**Excerpt provided**

- Opening Delimiter -

William Truman "Understanding the role of chitin related defence responses during Plasmodiophora brassicae infection" OPUS 2016-2019

Plants lack an adaptive immune response and must rely on innate recognition of pathogen markers in order to counter infections. The cell walls of microbial pathogens are one source of conserved molecular motifs that plants can identify; short chains of chitin from the walls of fungi being one such elicitor. Some protists lack chitin in their cell walls but resting spores of Plasmodiophora brassicae, the causal agent of clubroot disease in brassicas, contain 25% chitin. During the infection of Arabidopsis by P. brassicae many defence genes known to be induced by chitin are significantly suppressed, including the chitin receptor and associated signalling components. Our conjecture is that this suppression of chitin-associated signalling pathways is a critical aspect of P. brassicae virulence. The genome of P. brassicae encodes several putative secreted, chitin binding proteins; some may act to deacetylate chitin forming chitosan, a less potent elicitor of host defences, while others have no clear molecular function. Chitin-binding virulence factors in other plant pathogens can both disguise chitin from host detection and protect against hydrolysis by plant chitinases. We hypothesise that chitin binding proteins within the P. brassicae secretome contribute to the defeat of host surveillance mechanisms and the establishment of clubroot disease in Arabidopsis. Chitinase enzymes are produced by plants in response to infection; they can attack pathogens by degrading cell walls, releasing chitin oligomers that stimulate host chitin receptors and amplify danger signals. The aim of this project is to characterise the dynamics of surveillance and counter-surveillance, measures and counter-measures that pivot around this fundamental microbial structural component.

The main objectives of the project are:

  1. Characterising the cellular events involved in host chitin perception during clubroot infection of Arabidopsis and determining the contribution of chitin signalling pathways to resistance.
  2. Profiling Arabidopsis chitinase activity in response to P. brassicae and assessing clubroot pathogenicity in lines with altered chitinase activity.
  3. To survey the natural variation arising in different Arabidopsis accessions and P. brassicae pathotypes with regards to chitin signalling responses and chitinase activity during infection.
  4. Understanding the functions of P. brassicae chitin binding proteins and establishing whether they are implicated in pathogen virulence.

- Closing Delimiter -

**Dataset content**
- Opening Delimiter -

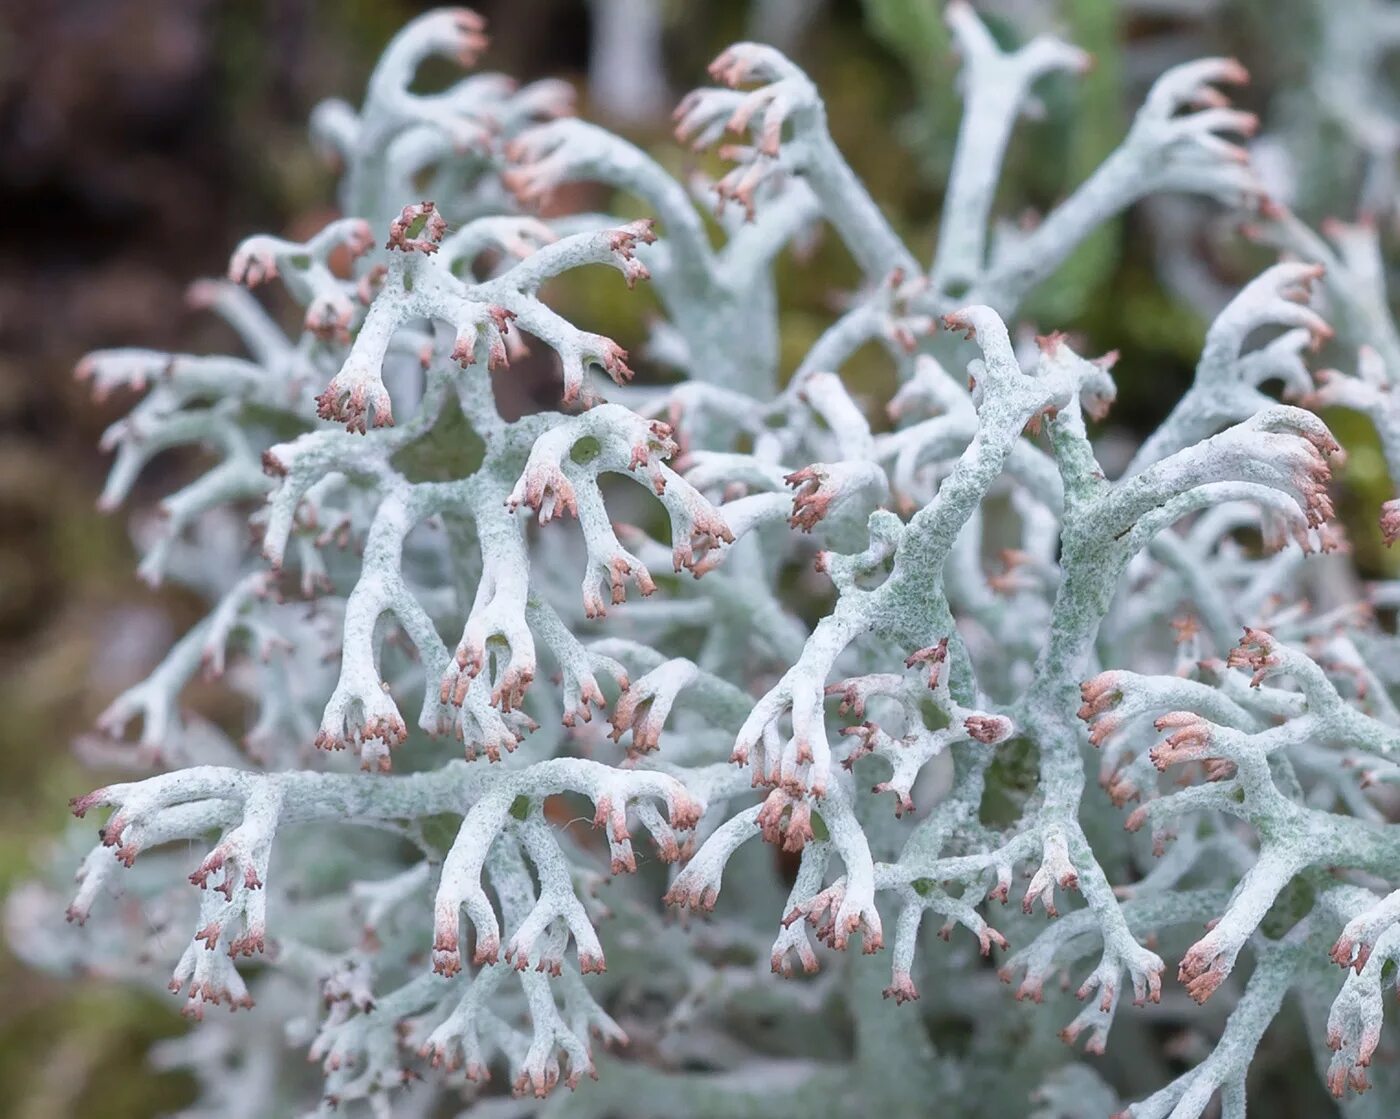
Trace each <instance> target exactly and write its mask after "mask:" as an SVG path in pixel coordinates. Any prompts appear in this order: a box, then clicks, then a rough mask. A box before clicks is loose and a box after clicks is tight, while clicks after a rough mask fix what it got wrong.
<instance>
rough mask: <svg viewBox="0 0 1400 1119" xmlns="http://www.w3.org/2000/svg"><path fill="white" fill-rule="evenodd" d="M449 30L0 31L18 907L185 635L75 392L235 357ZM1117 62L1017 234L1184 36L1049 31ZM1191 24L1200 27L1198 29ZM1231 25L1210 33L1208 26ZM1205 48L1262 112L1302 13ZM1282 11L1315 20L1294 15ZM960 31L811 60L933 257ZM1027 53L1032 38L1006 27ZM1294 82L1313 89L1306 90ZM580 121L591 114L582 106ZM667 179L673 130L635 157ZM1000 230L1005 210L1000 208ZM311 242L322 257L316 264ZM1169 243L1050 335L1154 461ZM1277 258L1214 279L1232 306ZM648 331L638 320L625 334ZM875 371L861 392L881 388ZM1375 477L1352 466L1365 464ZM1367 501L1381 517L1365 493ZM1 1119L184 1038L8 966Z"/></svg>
mask: <svg viewBox="0 0 1400 1119" xmlns="http://www.w3.org/2000/svg"><path fill="white" fill-rule="evenodd" d="M658 3H664V4H666V7H668V11H669V13H671V27H669V32H668V41H666V70H668V73H669V78H671V81H672V84H673V88H672V91H671V92H672V94H678V92H679V91H682V90H685V88H687V87H689V85H692V84H697V83H699V81H701V80H703V77H704V74H703V67H704V64H706V62H708V59H710V57H711V56H713V55H714V53H715V52H717V50H718V49H720V48H721V46H724V45H725V43H727V42H729V41H732V39H735V38H742V36H745V35H748V34H752V24H750V20H752V18H753V13H752V7H753V6H752V4H749V3H743V1H742V0H722V1H721V0H707V3H704V4H683V3H680V0H658ZM426 7H428V4H417V3H407V0H340V1H339V3H332V0H321V1H319V3H316V0H262V1H260V3H258V1H256V0H8V1H7V3H6V4H4V6H0V213H4V214H6V221H4V223H0V276H4V277H6V279H4V283H0V424H3V429H4V436H3V438H0V525H3V529H0V766H3V770H0V773H3V777H0V898H3V895H4V892H6V891H8V889H10V888H11V887H13V884H14V882H15V881H17V880H18V878H20V877H21V875H22V874H25V871H27V870H28V868H29V867H31V866H32V861H34V860H35V859H36V857H41V856H42V852H43V847H45V842H46V839H48V837H49V836H52V835H55V833H56V832H57V830H59V829H60V828H62V826H63V825H64V821H66V814H64V805H66V802H67V798H69V797H70V795H71V794H74V793H77V791H81V790H85V788H88V787H91V786H92V784H94V783H95V781H94V777H92V776H91V774H87V773H84V772H83V769H81V766H80V765H78V763H77V762H76V760H73V758H71V755H70V742H71V741H73V739H74V738H76V737H78V735H80V734H81V732H83V731H84V730H85V728H87V727H88V725H91V721H92V718H94V717H95V716H97V713H98V711H99V710H101V709H102V707H104V706H105V703H106V702H108V700H109V699H111V697H112V695H113V693H115V692H116V690H119V689H120V688H123V686H126V685H129V683H132V682H134V681H136V679H137V678H140V675H143V674H144V671H146V669H148V667H150V665H151V664H153V662H154V661H155V658H157V657H158V655H160V654H161V653H162V650H164V648H165V646H167V644H168V643H169V640H172V636H174V634H176V633H178V632H179V630H181V629H182V627H183V626H185V625H186V623H188V622H190V620H192V612H193V604H190V602H186V601H182V598H181V595H179V592H178V591H174V590H162V591H158V592H157V591H150V590H147V588H144V587H141V585H140V584H139V583H137V581H136V578H134V574H133V571H134V559H133V548H132V545H130V543H129V520H130V517H132V515H133V514H134V515H139V514H140V511H141V508H143V507H146V508H148V507H150V506H151V504H153V501H154V500H155V499H157V497H158V496H160V494H161V493H164V492H167V490H169V489H174V479H175V478H176V476H179V475H181V473H182V472H183V469H185V466H186V464H182V462H181V461H168V462H164V464H162V465H164V471H160V469H155V471H147V473H146V475H144V476H143V480H141V489H140V490H139V493H137V500H136V501H134V504H133V508H130V510H125V511H122V513H120V514H118V515H115V517H101V515H98V514H97V513H95V511H94V499H95V496H97V493H98V490H99V489H101V480H102V475H104V471H105V461H104V458H102V455H99V452H98V451H97V444H98V438H99V436H101V433H102V429H104V427H105V426H106V424H108V423H111V422H112V420H113V419H116V417H118V416H119V415H120V413H122V410H123V406H125V402H120V401H115V402H109V403H106V405H95V403H92V402H91V401H88V399H85V396H84V395H83V394H81V392H80V391H78V387H77V385H76V384H74V382H73V380H71V377H70V370H71V367H73V364H74V363H76V360H77V359H78V357H80V356H81V354H83V353H84V352H87V350H90V349H95V347H99V346H120V345H141V346H151V347H157V349H169V350H195V352H199V350H206V349H213V347H218V346H228V345H232V339H231V338H224V336H223V335H221V333H220V332H218V329H217V328H216V326H211V325H210V324H209V322H207V321H203V319H200V317H197V315H195V314H190V312H188V311H186V310H185V308H183V301H182V293H183V289H185V287H186V284H188V283H189V282H190V280H193V279H196V277H199V276H204V274H213V273H218V272H221V270H223V267H224V263H225V260H227V255H228V251H230V249H231V246H232V245H234V244H235V242H237V241H238V238H241V237H242V235H245V234H246V232H251V231H259V230H267V231H279V232H295V231H297V230H298V228H300V230H302V231H305V230H311V228H315V227H318V225H319V224H321V223H322V220H323V218H325V216H326V210H328V207H329V204H330V193H329V192H330V178H329V175H328V174H326V172H325V171H323V169H322V168H319V167H318V165H316V162H315V160H314V157H312V155H311V153H309V148H308V146H307V143H305V127H304V122H305V118H307V113H308V112H309V109H311V108H312V105H314V104H315V102H316V101H318V99H319V98H322V97H325V95H343V97H347V98H350V99H356V98H357V97H358V92H360V90H361V88H363V84H364V80H365V76H367V74H368V70H370V66H371V63H372V60H374V59H375V56H377V55H378V52H379V49H381V48H382V45H384V43H385V41H386V39H388V38H389V36H391V35H392V34H393V31H395V29H398V28H399V27H400V25H402V24H403V22H405V21H406V20H409V18H410V17H412V15H413V14H414V13H417V11H420V10H423V8H426ZM476 7H479V8H480V10H482V11H483V13H484V14H487V15H489V17H490V18H491V28H493V38H494V46H493V49H491V52H490V53H489V56H487V60H486V62H487V64H489V66H490V67H491V69H500V70H504V71H507V73H512V74H517V76H519V77H522V78H531V77H539V76H543V74H559V76H563V77H567V78H573V80H575V81H577V83H578V84H580V85H582V81H584V78H585V69H587V63H588V46H589V45H588V34H589V11H588V6H587V3H584V0H498V1H497V3H479V4H476ZM1022 7H1025V8H1033V10H1037V11H1039V13H1042V14H1043V13H1050V14H1051V15H1054V17H1056V20H1054V21H1056V22H1058V25H1060V28H1061V29H1063V31H1064V32H1065V34H1067V35H1068V36H1070V38H1072V39H1074V41H1075V42H1078V43H1081V45H1084V46H1085V48H1088V49H1091V50H1092V52H1093V53H1095V56H1096V60H1098V66H1096V69H1095V70H1093V73H1092V74H1089V76H1088V77H1086V78H1085V80H1082V81H1079V83H1071V81H1064V83H1061V84H1056V85H1051V88H1050V90H1049V91H1047V94H1046V98H1044V101H1046V105H1044V109H1046V111H1044V115H1043V119H1040V120H1039V122H1032V123H1029V125H1026V126H1023V127H1022V129H1021V130H1019V132H1018V136H1016V139H1015V141H1014V146H1012V155H1011V162H1009V167H1008V176H1007V183H1005V185H1004V190H1005V192H1007V195H1008V203H1014V204H1015V206H1037V207H1043V206H1047V204H1050V203H1053V202H1054V200H1056V199H1057V197H1058V196H1061V195H1063V193H1064V192H1065V190H1067V189H1068V188H1070V186H1071V185H1072V183H1074V182H1078V181H1079V179H1081V178H1084V176H1085V175H1086V174H1088V172H1089V169H1091V168H1093V167H1095V165H1096V164H1098V162H1099V161H1100V160H1102V158H1103V155H1105V154H1106V153H1107V151H1109V150H1110V148H1112V147H1113V144H1114V143H1116V141H1117V139H1119V137H1120V136H1121V133H1123V130H1124V127H1126V125H1127V120H1128V118H1130V113H1131V109H1133V106H1134V105H1135V98H1137V97H1138V95H1140V92H1141V84H1140V78H1141V77H1142V76H1141V74H1137V73H1133V67H1130V66H1128V64H1127V59H1126V50H1124V45H1126V43H1127V45H1131V43H1135V42H1138V41H1152V42H1156V41H1158V39H1162V41H1168V39H1170V36H1172V35H1173V34H1176V31H1177V28H1175V27H1173V25H1172V22H1170V21H1169V20H1163V18H1162V17H1154V18H1151V20H1149V18H1145V17H1144V18H1137V20H1134V18H1128V17H1127V15H1124V6H1120V4H1117V3H1114V0H1037V3H1026V4H1022ZM1183 7H1189V6H1183ZM1196 7H1198V8H1203V10H1205V8H1211V7H1212V6H1211V4H1198V6H1196ZM1218 7H1219V11H1218V13H1217V14H1215V15H1208V17H1205V18H1204V21H1203V20H1196V21H1194V22H1191V24H1190V31H1191V34H1193V35H1196V36H1198V38H1201V39H1204V41H1207V42H1210V43H1212V49H1214V50H1215V52H1217V53H1225V52H1229V53H1236V55H1239V56H1240V57H1243V59H1245V62H1246V63H1247V64H1249V66H1250V69H1252V70H1256V71H1257V73H1260V74H1261V76H1263V78H1264V81H1263V83H1261V84H1260V87H1257V88H1254V90H1253V91H1252V92H1250V94H1249V98H1250V99H1252V101H1253V102H1254V105H1253V106H1254V108H1260V109H1267V104H1268V95H1270V90H1271V87H1274V85H1277V84H1280V83H1287V81H1288V80H1289V74H1291V73H1295V71H1296V60H1295V59H1289V56H1288V53H1287V49H1282V48H1280V43H1278V41H1275V39H1274V38H1273V36H1271V35H1268V36H1266V35H1264V34H1261V32H1260V20H1261V18H1268V17H1270V13H1273V14H1274V17H1275V18H1277V10H1278V7H1281V6H1271V4H1268V3H1266V1H1264V0H1259V3H1254V4H1250V3H1236V4H1232V6H1226V4H1224V3H1222V4H1219V6H1218ZM1282 7H1295V4H1292V3H1288V4H1284V6H1282ZM939 8H941V4H939V3H937V0H864V1H862V3H858V1H857V0H843V1H841V3H834V1H832V3H823V4H819V10H818V15H816V17H815V18H811V20H809V21H808V22H806V25H805V27H804V28H802V29H801V31H799V34H798V35H797V39H795V45H794V46H792V53H794V55H795V57H797V59H798V62H801V63H802V64H804V66H805V67H806V69H808V70H809V73H812V76H813V77H815V78H816V80H818V83H819V85H820V87H822V90H823V92H825V95H826V98H827V105H829V111H830V116H832V126H833V132H834V133H836V137H837V140H839V141H840V144H841V147H843V148H844V150H846V151H847V154H848V158H850V161H851V162H853V164H854V167H855V168H857V169H858V171H860V172H861V174H862V175H864V176H865V179H867V182H868V183H869V185H871V188H872V190H874V193H875V195H876V196H878V197H879V199H881V200H882V202H883V203H885V204H886V209H888V211H889V213H890V214H895V216H896V221H897V223H899V224H900V227H902V228H903V230H906V231H907V232H909V235H910V244H914V245H923V246H925V248H928V246H931V241H932V235H934V231H935V228H937V216H938V203H939V190H938V186H939V183H941V181H942V175H944V174H945V171H946V165H948V160H949V155H951V153H952V143H953V139H955V134H956V126H958V120H959V115H960V108H959V104H958V99H956V94H955V88H953V76H955V73H956V66H955V62H953V60H952V57H951V53H949V46H948V39H946V34H945V31H944V27H942V22H941V18H939ZM1008 31H1009V28H1008ZM1291 67H1294V70H1291ZM582 111H584V113H585V115H587V112H588V106H587V98H585V99H584V105H582ZM631 132H633V134H636V136H637V139H640V140H641V141H644V143H648V144H652V146H654V147H655V148H657V150H658V153H669V154H665V157H664V158H665V160H666V161H668V162H671V164H672V165H676V167H680V165H683V158H685V157H683V155H682V154H680V153H679V151H676V150H675V147H673V146H668V144H669V141H668V137H666V130H665V120H664V119H662V120H657V122H655V125H654V126H652V127H651V132H650V133H648V132H647V130H645V129H643V130H641V132H638V130H637V129H633V130H631ZM1001 211H1002V213H1005V207H1001ZM302 235H304V234H302ZM1154 248H1155V246H1154V244H1152V232H1151V230H1149V228H1148V227H1147V225H1145V224H1144V223H1142V221H1141V218H1140V216H1134V214H1130V216H1128V217H1127V218H1124V220H1123V221H1120V223H1117V224H1116V225H1113V227H1110V228H1107V230H1105V231H1103V232H1100V234H1099V235H1096V237H1095V238H1093V239H1092V241H1091V242H1089V244H1086V245H1085V246H1084V248H1082V249H1081V252H1079V253H1078V255H1077V256H1075V258H1074V259H1072V260H1071V262H1068V263H1067V265H1065V269H1064V272H1063V273H1061V276H1060V277H1058V279H1057V282H1056V283H1054V284H1051V286H1049V289H1047V290H1046V293H1044V294H1043V297H1042V300H1040V303H1039V304H1037V305H1036V307H1035V308H1033V312H1035V314H1036V315H1037V317H1039V318H1042V319H1043V324H1042V325H1044V324H1053V325H1058V326H1065V328H1068V329H1072V331H1077V332H1079V333H1082V335H1084V336H1085V338H1086V339H1088V347H1089V352H1093V353H1098V352H1103V350H1109V349H1119V350H1121V353H1123V360H1121V363H1120V366H1119V370H1120V373H1121V374H1123V375H1121V381H1120V384H1121V387H1123V394H1121V398H1120V405H1119V408H1117V410H1116V416H1114V422H1116V423H1120V424H1127V426H1130V427H1134V429H1137V430H1138V431H1142V430H1151V429H1152V427H1154V426H1155V424H1156V422H1158V420H1159V419H1161V416H1162V415H1165V410H1166V409H1168V408H1169V406H1170V403H1172V402H1173V401H1175V399H1176V396H1177V395H1179V392H1180V391H1182V387H1183V385H1184V384H1186V381H1187V380H1189V377H1190V368H1191V361H1193V360H1194V356H1196V353H1197V349H1198V346H1200V342H1201V336H1203V332H1204V322H1203V321H1201V318H1200V315H1198V314H1197V312H1196V311H1193V310H1191V308H1190V307H1189V305H1186V304H1184V303H1182V301H1180V300H1177V298H1176V297H1173V296H1172V294H1170V293H1169V291H1168V290H1165V289H1163V287H1162V286H1161V284H1159V282H1158V269H1156V265H1155V256H1154ZM815 252H816V255H815V258H813V259H809V260H805V262H804V263H802V265H801V266H797V265H791V263H790V265H787V266H785V270H784V273H783V286H784V297H785V304H787V307H788V311H787V318H785V321H784V346H785V353H787V357H788V366H790V367H791V366H792V364H795V361H797V357H798V356H799V354H801V353H804V352H805V350H806V347H808V346H809V345H811V342H812V339H813V338H815V336H816V333H818V332H819V331H820V329H822V328H823V326H825V325H826V322H827V321H829V315H830V310H832V307H830V303H829V298H830V296H832V293H833V291H839V290H841V289H843V287H847V286H848V284H850V282H851V280H853V279H854V270H853V269H851V267H850V266H848V263H847V262H846V260H843V259H841V256H840V251H839V248H837V246H834V244H832V241H830V239H827V241H825V242H822V244H820V245H819V246H818V248H816V251H815ZM1259 259H1261V258H1253V260H1252V259H1250V258H1249V256H1247V255H1246V256H1240V259H1238V260H1224V262H1219V269H1221V270H1222V274H1221V279H1222V280H1224V282H1225V283H1233V282H1238V280H1239V279H1240V277H1242V276H1246V274H1249V270H1250V269H1252V267H1253V266H1254V265H1256V263H1257V262H1259ZM561 300H563V303H564V307H563V308H561V310H564V311H566V314H570V317H577V318H578V321H580V322H588V324H589V325H592V326H595V328H596V329H602V331H603V332H605V333H615V335H616V336H617V338H619V339H620V340H623V342H624V345H626V343H629V342H633V343H636V342H638V340H640V328H641V314H640V308H643V307H644V305H645V304H644V303H641V301H638V298H637V297H631V296H629V294H627V293H626V291H624V290H623V289H622V287H620V286H617V284H610V286H585V287H580V289H578V290H573V291H566V293H561ZM629 300H631V303H629ZM888 375H889V374H888V371H885V370H883V368H882V366H881V363H879V360H878V356H876V354H871V357H869V360H868V364H867V366H865V367H861V368H858V371H857V377H862V378H871V380H869V381H868V384H871V385H874V384H875V378H881V377H888ZM1338 430H1340V431H1341V433H1343V434H1344V436H1345V437H1347V441H1348V443H1350V445H1351V448H1352V451H1354V455H1352V468H1351V473H1350V475H1348V476H1347V480H1345V482H1344V485H1345V486H1350V487H1351V490H1350V493H1347V494H1344V497H1343V508H1344V511H1345V510H1348V508H1351V510H1354V511H1355V513H1354V515H1352V517H1351V528H1352V535H1354V536H1357V538H1358V542H1359V545H1361V548H1362V560H1364V563H1368V564H1376V563H1380V562H1382V559H1380V550H1379V545H1378V542H1376V541H1375V539H1373V536H1375V532H1373V528H1372V522H1373V514H1368V513H1364V511H1362V510H1373V508H1375V506H1376V504H1378V503H1379V500H1380V497H1379V494H1380V493H1382V492H1383V490H1385V489H1386V485H1387V483H1386V479H1385V471H1383V468H1382V466H1380V465H1379V457H1378V455H1376V454H1375V451H1373V450H1369V451H1368V448H1372V438H1373V437H1372V434H1371V433H1368V431H1366V430H1365V427H1364V424H1357V423H1347V422H1345V419H1343V420H1341V427H1340V429H1338ZM1358 451H1359V452H1358ZM1358 486H1359V487H1365V489H1366V490H1368V492H1369V496H1366V497H1365V499H1364V500H1362V497H1359V496H1358V493H1357V487H1358ZM0 985H3V997H0V1085H3V1091H0V1115H10V1116H24V1118H25V1119H50V1118H52V1116H63V1115H88V1116H104V1119H125V1118H126V1116H146V1115H154V1113H158V1112H161V1111H164V1109H168V1108H172V1106H176V1105H179V1102H181V1101H182V1099H183V1098H186V1095H185V1085H182V1084H181V1083H179V1081H172V1080H169V1078H162V1077H160V1076H157V1074H153V1073H150V1071H147V1070H146V1069H144V1067H143V1053H144V1050H146V1048H147V1046H148V1045H150V1042H151V1041H153V1039H155V1038H160V1036H162V1035H169V1034H172V1032H175V1031H179V1029H181V1028H182V1025H181V1021H179V1018H178V1017H176V1015H175V1013H174V1010H172V1008H171V1007H165V1006H162V1004H158V1003H153V1001H151V1000H150V999H148V997H144V996H143V997H136V996H130V994H127V993H123V992H119V990H111V989H104V987H102V986H101V985H97V983H91V982H81V980H70V982H59V980H55V979H48V978H43V976H38V975H34V973H29V972H27V971H24V969H22V968H21V966H20V965H18V964H17V962H15V961H14V959H13V958H11V957H8V955H6V954H4V951H3V947H0Z"/></svg>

- Closing Delimiter -

**Apply what you read**
A) From the project description, give the text again starting at "3. To survey" and ending at "in pathogen virulence.", switching "accessions" to "ecotypes".
B) Summarize the project description in two sentences.

**Answers for this exercise**
A)
3. To survey the natural variation arising in different Arabidopsis ecotypes and P. brassicae pathotypes with regards to chitin signalling responses and chitinase activity during infection.
  4. Understanding the functions of P. brassicae chitin binding proteins and establishing whether they are implicated in pathogen virulence.

B) During Arabidopsis infection by Plasmodiophora brassicae, the clubroot pathogen whose resting spores contain 25% chitin, many chitin-induced defense genes are suppressed, and the project proposes that this suppression, possibly aided by the pathogen's secreted chitin binding proteins, is key to virulence. The project aims to characterize host chitin perception and chitinase activity, survey natural variation in Arabidopsis accessions and P. brassicae pathotypes, and determine whether the pathogen's chitin binding proteins are involved in virulence.